Compiti:
[1] Nel brano sull'italianità a Marsiglia, in quali associazioni si trovano i giovani italiani che si occupano di musica?
[2] Prosegui il brano sull'italianità a Marsiglia partendo dopo la sua ultima frase.

Brano da leggere:
L’italianità. Forse un termine ultimamente un po’ abusato, ma fa buon gioco per riassumere le mille sfaccettature della qualità “genetica” di tutto ciò (e di chi) è italiano. Come è percepito in Francia, a Marsiglia, questo concetto?
In questo momento l’Italia è terribilmente alla moda nel sud della Francia ed è molto apprezzata. E, a mio avviso, l’italianità è vista benissimo. Non abbiamo problemi particolari d’immagine: lo stereotipo dell’italiano “pizza e mandolino” è pressoché scomparso, magari resta ancora nella testa di alcuni italiani di una certa età, ma si tratta di persone legate a certo associazionismo per così dire “tipico”. I giovani invece non sono più legati ad associazioni di questo genere. I giovani italiani che si occupano di musica sono nelle associazioni musicali, chi si occupa di teatro nelle associazioni teatrali. Non fanno più associazionismo semplicemente perché “sono italiani”. Significa che si sono integrati molto bene nel tessuto sociale, e questo è positivo.

Voci di dati salvate

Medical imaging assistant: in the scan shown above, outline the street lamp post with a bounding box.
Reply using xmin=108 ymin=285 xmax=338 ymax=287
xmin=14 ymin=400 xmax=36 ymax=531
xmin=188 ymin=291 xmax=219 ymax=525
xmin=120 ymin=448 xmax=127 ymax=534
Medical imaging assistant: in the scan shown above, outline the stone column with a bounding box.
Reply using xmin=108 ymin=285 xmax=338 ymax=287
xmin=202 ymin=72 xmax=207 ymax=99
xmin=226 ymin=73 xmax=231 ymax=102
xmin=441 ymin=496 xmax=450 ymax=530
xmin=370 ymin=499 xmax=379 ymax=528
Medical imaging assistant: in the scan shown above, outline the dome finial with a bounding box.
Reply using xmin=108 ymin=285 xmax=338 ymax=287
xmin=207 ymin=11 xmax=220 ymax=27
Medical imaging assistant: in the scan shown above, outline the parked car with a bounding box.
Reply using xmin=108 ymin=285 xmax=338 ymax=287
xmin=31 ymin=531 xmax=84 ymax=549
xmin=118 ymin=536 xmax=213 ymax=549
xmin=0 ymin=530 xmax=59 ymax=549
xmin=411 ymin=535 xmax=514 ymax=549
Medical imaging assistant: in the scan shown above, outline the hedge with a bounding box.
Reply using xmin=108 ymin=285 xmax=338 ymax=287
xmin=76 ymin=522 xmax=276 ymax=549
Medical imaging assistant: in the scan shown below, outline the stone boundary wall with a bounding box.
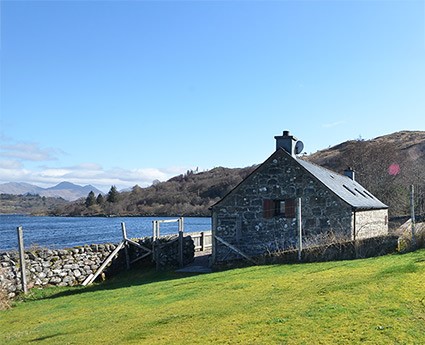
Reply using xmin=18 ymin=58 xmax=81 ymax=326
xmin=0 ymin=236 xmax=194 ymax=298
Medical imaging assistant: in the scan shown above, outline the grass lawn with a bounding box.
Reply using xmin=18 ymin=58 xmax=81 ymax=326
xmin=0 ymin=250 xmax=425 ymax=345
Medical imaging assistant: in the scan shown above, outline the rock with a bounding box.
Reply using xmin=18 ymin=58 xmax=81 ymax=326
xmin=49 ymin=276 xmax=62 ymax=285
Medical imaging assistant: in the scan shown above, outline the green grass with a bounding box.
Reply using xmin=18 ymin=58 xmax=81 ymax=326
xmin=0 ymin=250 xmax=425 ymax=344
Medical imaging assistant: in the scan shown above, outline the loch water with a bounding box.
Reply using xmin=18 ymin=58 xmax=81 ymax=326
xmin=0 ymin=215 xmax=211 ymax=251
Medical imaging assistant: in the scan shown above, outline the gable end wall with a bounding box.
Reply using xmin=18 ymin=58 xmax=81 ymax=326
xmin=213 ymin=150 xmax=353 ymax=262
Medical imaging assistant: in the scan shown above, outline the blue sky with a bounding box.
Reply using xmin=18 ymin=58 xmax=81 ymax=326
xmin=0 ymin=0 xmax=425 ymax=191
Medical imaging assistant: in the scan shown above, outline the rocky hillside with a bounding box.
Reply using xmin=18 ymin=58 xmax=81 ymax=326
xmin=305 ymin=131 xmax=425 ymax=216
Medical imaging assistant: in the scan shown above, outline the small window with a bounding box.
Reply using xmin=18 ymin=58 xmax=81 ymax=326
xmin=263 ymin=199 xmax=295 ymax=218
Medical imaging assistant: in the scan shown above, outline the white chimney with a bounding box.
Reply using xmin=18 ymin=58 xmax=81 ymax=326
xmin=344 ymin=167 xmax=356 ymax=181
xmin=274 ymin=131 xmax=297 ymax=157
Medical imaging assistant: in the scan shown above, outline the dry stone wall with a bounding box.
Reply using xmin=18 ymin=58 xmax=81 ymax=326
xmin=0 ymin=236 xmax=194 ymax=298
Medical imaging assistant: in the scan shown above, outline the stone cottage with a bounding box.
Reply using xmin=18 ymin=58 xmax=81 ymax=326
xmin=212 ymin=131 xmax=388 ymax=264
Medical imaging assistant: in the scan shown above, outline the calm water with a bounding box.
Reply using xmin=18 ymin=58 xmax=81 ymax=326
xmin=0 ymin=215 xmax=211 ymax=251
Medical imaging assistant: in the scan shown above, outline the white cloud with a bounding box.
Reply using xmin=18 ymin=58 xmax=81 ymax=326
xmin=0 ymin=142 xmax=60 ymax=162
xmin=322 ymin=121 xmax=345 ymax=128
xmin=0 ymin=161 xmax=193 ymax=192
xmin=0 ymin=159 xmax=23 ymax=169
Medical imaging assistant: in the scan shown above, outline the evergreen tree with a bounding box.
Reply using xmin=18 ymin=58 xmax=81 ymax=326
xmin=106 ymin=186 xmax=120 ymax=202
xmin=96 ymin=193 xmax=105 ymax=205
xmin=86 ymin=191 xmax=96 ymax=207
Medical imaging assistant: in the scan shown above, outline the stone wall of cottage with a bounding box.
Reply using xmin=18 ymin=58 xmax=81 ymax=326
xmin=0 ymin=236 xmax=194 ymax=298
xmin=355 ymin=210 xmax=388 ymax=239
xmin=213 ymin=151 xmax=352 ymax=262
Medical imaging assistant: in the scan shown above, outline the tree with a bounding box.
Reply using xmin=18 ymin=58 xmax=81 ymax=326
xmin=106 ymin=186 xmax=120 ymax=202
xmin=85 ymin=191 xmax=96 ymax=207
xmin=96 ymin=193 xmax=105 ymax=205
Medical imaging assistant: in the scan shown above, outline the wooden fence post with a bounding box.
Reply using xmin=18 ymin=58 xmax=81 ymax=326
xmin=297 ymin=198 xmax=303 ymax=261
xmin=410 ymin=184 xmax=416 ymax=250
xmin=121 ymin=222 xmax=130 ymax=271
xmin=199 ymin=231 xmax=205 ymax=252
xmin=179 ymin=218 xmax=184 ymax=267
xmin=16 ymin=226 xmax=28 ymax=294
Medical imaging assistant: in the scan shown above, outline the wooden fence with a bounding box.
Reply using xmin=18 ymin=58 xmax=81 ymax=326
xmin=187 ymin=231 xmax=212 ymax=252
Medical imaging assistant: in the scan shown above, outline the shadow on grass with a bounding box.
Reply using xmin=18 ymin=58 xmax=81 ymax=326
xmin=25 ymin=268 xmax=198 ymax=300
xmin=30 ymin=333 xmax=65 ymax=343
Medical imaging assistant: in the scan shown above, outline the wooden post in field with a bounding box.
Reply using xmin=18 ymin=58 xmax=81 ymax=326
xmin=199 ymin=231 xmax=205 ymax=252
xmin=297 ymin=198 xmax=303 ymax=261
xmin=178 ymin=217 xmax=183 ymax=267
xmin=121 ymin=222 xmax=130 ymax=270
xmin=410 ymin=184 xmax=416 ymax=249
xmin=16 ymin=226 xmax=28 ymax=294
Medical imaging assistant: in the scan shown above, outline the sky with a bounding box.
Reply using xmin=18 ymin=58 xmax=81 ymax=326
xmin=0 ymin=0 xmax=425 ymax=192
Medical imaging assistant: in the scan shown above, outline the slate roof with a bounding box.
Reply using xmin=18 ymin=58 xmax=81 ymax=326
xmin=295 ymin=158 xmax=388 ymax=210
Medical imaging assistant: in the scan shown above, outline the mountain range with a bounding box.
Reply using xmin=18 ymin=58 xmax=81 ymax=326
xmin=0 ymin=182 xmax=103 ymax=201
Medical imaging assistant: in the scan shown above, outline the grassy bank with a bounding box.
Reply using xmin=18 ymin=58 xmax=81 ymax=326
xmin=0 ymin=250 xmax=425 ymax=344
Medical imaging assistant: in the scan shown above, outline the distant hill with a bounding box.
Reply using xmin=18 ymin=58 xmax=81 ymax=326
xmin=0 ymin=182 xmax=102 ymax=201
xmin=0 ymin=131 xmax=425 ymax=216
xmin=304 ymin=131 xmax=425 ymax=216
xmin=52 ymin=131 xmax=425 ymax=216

* * *

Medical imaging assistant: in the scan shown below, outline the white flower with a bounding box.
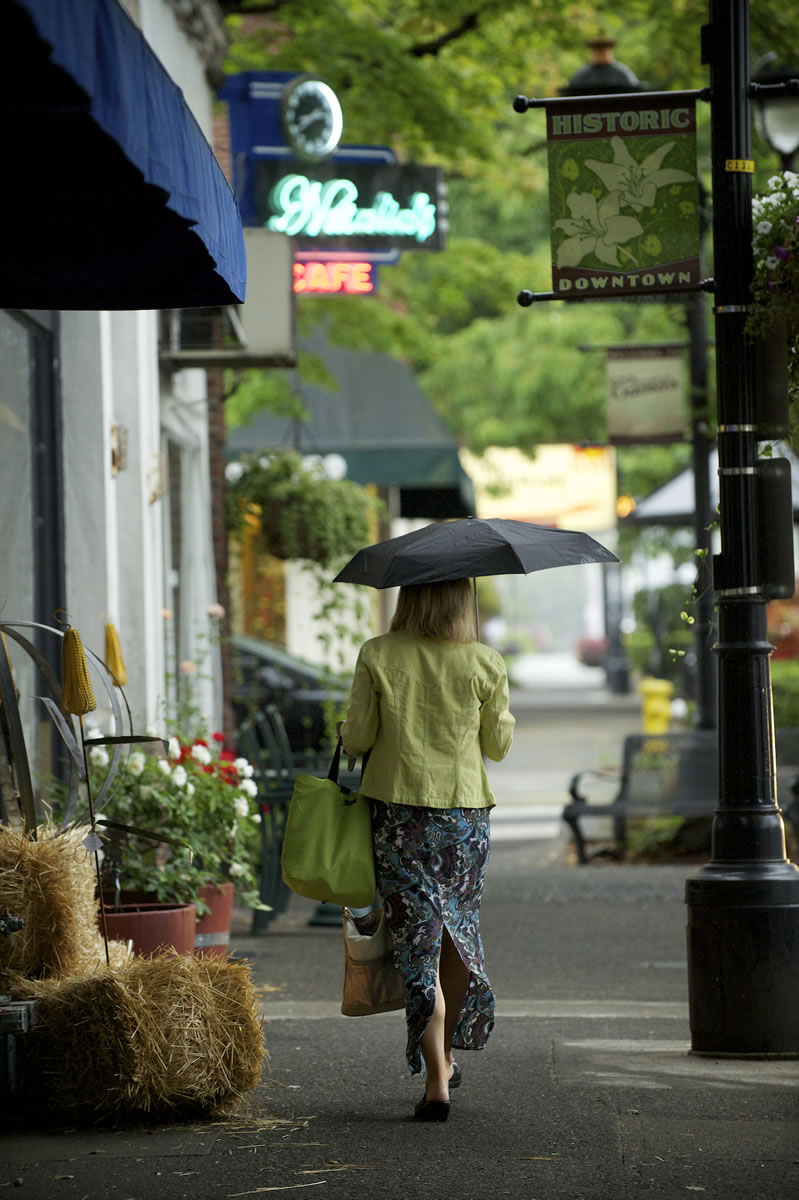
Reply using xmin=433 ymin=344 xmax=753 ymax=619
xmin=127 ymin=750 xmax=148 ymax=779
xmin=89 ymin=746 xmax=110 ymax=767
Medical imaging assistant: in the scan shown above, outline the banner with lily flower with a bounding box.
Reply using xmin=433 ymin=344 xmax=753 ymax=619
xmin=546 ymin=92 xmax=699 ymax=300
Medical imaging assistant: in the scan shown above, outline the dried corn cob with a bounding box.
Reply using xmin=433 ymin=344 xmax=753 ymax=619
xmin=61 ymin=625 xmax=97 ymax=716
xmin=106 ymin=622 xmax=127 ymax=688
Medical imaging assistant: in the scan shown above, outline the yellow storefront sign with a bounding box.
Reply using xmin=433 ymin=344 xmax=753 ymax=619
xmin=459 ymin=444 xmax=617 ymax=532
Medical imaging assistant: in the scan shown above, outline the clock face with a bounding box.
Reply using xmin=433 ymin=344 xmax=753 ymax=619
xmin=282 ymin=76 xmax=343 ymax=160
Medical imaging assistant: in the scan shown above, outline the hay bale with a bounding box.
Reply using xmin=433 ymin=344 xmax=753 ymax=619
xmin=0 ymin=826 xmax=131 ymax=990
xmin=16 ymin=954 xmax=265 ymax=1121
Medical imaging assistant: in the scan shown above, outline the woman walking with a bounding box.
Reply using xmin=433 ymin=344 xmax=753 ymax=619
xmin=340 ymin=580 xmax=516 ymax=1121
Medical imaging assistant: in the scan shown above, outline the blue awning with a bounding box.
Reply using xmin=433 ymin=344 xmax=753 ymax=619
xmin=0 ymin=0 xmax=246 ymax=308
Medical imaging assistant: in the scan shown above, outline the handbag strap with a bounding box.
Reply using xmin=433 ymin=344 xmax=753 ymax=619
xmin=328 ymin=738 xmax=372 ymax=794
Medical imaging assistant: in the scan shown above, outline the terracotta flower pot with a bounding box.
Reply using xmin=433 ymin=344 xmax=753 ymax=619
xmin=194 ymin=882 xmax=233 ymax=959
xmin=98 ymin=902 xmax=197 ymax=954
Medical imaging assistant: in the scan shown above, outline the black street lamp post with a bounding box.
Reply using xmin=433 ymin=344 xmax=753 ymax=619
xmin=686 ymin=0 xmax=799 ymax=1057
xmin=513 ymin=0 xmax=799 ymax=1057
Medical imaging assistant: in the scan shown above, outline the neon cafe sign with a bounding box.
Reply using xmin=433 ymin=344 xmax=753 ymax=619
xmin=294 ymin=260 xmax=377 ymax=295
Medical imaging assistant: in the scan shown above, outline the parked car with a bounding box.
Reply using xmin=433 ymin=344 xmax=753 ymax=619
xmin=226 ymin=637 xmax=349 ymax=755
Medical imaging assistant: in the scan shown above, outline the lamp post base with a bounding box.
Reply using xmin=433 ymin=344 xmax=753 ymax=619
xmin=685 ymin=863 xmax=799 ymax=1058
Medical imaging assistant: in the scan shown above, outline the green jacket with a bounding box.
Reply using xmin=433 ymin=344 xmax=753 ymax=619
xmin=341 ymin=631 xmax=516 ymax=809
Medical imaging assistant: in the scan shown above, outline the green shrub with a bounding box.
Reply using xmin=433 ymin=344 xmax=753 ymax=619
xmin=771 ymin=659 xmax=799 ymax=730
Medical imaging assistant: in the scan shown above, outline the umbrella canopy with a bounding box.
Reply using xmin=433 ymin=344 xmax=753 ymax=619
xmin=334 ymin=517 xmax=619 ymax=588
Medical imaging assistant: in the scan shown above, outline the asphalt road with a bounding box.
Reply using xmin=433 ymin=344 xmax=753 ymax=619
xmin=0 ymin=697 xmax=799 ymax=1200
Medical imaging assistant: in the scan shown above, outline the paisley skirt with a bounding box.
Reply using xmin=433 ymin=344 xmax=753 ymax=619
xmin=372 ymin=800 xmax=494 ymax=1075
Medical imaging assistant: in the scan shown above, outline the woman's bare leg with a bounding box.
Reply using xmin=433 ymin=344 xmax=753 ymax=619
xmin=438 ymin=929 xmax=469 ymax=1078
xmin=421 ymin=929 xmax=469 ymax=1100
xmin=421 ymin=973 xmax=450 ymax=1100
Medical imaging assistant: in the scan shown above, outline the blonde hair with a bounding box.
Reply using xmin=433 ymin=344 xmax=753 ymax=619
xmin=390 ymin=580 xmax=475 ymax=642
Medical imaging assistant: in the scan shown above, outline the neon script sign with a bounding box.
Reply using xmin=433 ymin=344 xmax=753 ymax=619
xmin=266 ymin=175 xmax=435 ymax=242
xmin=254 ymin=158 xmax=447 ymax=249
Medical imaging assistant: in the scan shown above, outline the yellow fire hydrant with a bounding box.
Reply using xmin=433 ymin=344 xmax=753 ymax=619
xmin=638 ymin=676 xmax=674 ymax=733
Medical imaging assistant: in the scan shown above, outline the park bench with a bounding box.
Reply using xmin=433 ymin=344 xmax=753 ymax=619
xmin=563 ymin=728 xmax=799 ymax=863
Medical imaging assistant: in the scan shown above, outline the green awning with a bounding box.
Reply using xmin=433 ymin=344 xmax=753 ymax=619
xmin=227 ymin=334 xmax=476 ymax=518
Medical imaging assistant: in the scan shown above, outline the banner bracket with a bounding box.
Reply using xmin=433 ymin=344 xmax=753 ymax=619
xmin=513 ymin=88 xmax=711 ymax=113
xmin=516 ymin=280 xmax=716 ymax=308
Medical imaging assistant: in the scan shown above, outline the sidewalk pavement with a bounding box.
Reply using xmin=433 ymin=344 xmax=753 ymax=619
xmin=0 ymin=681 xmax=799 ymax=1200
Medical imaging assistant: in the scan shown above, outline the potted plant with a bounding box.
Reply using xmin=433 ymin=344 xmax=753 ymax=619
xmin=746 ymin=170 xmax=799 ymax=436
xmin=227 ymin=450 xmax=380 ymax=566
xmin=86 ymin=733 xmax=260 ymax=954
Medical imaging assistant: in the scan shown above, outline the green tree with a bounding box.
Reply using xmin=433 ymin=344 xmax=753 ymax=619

Risposte attese:
[1] Nelle associazioni musicali.

[2]
La sua esperienza marsigliese sta per concludersi. Un breve bilancio, una riflessione.
Sono contenta perché questo è un lavoro che ho scelto per passione. Certo, sono un amministratore, visto che amministro i fondi dello Stato e i fondi che riusciamo a far entrare, ho dei vincoli d’inventario, d’archivio e di contabilità, ma – ripeto - questo lavoro lo faccio perché ci credo davvero. Perché credo che attraverso la cultura sviluppiamo tolleranza, conoscenza e dialogo che secondo me è alla base di qualsiasi tipo di promozione culturale. Ne sono convinta: non può esserci cultura se non si è tolleranti, se non si è aperti, se non si va verso l’altro, verso il diverso. Altrimenti, a cosa servirebbe essere colti?

Sente nostalgia di qualcosa in particolare dell’Italia?
No, in realtà non mi manca niente. La famiglia, sicuramente. Poi, in un certo senso mi manca la Sicilia, la mia regione d’origine.

Il libro della vita?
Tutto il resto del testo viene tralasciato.